===== Provided information
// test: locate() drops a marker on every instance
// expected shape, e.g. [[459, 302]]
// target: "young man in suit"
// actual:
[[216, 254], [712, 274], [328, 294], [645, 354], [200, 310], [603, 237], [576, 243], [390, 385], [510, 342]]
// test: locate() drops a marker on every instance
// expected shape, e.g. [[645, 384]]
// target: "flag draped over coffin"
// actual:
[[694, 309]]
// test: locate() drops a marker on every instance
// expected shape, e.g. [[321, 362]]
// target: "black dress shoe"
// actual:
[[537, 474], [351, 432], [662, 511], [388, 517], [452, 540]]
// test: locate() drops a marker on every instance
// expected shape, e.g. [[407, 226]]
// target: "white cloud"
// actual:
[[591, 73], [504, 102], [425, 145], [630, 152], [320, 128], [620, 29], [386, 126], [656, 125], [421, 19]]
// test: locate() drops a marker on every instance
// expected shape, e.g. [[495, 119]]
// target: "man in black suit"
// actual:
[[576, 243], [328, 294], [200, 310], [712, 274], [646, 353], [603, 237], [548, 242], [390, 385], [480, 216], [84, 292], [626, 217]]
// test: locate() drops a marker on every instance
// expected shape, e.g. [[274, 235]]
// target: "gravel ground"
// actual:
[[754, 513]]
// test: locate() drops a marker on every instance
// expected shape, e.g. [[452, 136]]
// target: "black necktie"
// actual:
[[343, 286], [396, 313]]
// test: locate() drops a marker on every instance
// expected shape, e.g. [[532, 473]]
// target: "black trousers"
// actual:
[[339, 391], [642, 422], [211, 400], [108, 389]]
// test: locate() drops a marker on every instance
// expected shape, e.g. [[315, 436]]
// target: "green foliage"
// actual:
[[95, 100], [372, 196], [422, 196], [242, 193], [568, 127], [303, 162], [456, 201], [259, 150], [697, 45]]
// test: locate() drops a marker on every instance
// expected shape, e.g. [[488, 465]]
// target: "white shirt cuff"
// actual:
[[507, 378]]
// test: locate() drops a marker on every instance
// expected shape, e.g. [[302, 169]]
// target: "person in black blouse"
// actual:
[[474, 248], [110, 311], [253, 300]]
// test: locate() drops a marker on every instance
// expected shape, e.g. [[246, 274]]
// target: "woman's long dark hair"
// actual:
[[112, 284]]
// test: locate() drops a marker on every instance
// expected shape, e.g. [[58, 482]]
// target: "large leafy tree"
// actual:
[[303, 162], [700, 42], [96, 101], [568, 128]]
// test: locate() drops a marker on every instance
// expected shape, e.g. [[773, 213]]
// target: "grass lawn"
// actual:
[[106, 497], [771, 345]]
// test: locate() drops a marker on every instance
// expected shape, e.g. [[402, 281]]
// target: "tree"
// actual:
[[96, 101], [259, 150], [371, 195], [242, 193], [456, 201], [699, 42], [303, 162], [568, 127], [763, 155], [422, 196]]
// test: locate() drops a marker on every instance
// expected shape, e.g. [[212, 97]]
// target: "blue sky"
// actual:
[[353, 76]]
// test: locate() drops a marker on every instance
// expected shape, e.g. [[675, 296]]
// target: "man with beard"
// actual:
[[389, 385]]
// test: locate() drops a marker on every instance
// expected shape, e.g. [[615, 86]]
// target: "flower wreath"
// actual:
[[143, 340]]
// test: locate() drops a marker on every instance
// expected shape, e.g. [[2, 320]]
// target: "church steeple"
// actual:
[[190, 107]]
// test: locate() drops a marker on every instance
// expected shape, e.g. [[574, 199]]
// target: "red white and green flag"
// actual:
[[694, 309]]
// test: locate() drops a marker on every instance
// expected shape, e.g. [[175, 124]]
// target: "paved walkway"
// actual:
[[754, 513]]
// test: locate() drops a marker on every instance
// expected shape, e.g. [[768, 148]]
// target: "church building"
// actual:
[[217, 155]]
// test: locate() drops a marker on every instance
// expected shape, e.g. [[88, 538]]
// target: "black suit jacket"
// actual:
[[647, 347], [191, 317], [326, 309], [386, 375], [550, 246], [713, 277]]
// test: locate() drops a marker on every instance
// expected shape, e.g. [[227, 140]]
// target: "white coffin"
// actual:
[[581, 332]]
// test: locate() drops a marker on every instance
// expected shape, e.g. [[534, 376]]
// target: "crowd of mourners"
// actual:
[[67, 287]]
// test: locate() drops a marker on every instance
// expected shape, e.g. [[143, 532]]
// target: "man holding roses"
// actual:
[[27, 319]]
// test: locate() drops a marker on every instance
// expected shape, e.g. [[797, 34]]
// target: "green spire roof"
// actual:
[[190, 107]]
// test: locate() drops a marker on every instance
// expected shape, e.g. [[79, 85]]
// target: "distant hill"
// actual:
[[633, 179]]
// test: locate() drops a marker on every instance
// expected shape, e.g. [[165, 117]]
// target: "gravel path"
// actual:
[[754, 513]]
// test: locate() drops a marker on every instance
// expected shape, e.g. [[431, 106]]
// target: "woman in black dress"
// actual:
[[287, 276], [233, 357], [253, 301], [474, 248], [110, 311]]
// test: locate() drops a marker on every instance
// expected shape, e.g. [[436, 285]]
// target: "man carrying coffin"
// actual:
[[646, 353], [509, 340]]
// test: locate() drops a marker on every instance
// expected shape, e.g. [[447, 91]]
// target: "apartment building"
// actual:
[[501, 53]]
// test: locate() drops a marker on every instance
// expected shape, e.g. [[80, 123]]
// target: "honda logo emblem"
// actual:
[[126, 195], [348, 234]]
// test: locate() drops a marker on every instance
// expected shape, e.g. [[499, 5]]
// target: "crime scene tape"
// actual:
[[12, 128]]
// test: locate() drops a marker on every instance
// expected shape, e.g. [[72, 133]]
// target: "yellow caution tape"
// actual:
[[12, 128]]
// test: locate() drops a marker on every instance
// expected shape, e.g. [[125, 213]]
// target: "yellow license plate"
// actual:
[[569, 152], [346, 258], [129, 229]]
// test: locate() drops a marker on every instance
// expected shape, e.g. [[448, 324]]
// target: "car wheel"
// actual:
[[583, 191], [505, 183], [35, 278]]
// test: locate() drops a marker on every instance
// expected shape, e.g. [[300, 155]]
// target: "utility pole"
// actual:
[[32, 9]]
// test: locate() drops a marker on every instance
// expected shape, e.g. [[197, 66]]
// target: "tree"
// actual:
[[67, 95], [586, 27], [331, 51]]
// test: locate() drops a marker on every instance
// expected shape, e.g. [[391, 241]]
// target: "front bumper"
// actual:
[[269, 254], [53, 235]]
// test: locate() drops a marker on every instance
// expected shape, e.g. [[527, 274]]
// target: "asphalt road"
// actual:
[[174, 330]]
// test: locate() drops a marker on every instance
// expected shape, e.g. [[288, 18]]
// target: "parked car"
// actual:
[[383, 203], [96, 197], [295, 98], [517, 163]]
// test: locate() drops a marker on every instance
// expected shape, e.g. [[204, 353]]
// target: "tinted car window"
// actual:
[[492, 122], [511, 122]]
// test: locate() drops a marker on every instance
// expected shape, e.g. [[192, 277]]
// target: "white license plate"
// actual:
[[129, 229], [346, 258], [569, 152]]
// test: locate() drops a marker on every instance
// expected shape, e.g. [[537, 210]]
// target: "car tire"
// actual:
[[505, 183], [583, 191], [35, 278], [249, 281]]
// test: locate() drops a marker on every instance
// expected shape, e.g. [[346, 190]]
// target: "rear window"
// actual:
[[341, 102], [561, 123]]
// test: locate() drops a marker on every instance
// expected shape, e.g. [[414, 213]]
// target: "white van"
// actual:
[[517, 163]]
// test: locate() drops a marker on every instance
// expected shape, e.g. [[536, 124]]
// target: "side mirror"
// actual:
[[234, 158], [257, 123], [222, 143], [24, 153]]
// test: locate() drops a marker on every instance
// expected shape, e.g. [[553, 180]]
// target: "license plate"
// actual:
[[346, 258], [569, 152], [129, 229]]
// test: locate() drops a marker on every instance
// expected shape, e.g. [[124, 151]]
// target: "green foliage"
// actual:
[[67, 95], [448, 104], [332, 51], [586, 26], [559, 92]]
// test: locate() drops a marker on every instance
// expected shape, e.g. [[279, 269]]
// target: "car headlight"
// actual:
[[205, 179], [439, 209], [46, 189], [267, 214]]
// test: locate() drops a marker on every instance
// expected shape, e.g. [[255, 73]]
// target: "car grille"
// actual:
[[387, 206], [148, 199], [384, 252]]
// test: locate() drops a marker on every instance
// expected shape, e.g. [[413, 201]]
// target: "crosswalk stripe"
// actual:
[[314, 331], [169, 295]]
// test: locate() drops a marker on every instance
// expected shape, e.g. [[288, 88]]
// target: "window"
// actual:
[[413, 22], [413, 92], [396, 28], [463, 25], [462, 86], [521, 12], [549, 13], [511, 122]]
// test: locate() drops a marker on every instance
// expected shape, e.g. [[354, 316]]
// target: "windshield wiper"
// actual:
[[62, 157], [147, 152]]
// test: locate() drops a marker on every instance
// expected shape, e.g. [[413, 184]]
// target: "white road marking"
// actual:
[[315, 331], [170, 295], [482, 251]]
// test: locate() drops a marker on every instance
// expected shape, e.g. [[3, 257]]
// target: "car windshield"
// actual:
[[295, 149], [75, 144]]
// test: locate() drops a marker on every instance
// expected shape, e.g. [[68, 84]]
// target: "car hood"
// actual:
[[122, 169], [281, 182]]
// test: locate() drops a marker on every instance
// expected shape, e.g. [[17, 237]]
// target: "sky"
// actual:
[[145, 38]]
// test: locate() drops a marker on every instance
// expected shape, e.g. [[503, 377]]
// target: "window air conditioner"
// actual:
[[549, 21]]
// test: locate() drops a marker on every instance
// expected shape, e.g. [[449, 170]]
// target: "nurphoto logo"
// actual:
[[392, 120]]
==========
• **Work required**: Pull out every line in the rows above that contains the word "black", where case counts.

• **Result**:
// target: "black dress shoe"
// target: "man in black suit"
// target: "black necktie"
// target: "black trousers"
// target: "person in black blouse"
// target: "black suit jacket"
// target: "woman in black dress"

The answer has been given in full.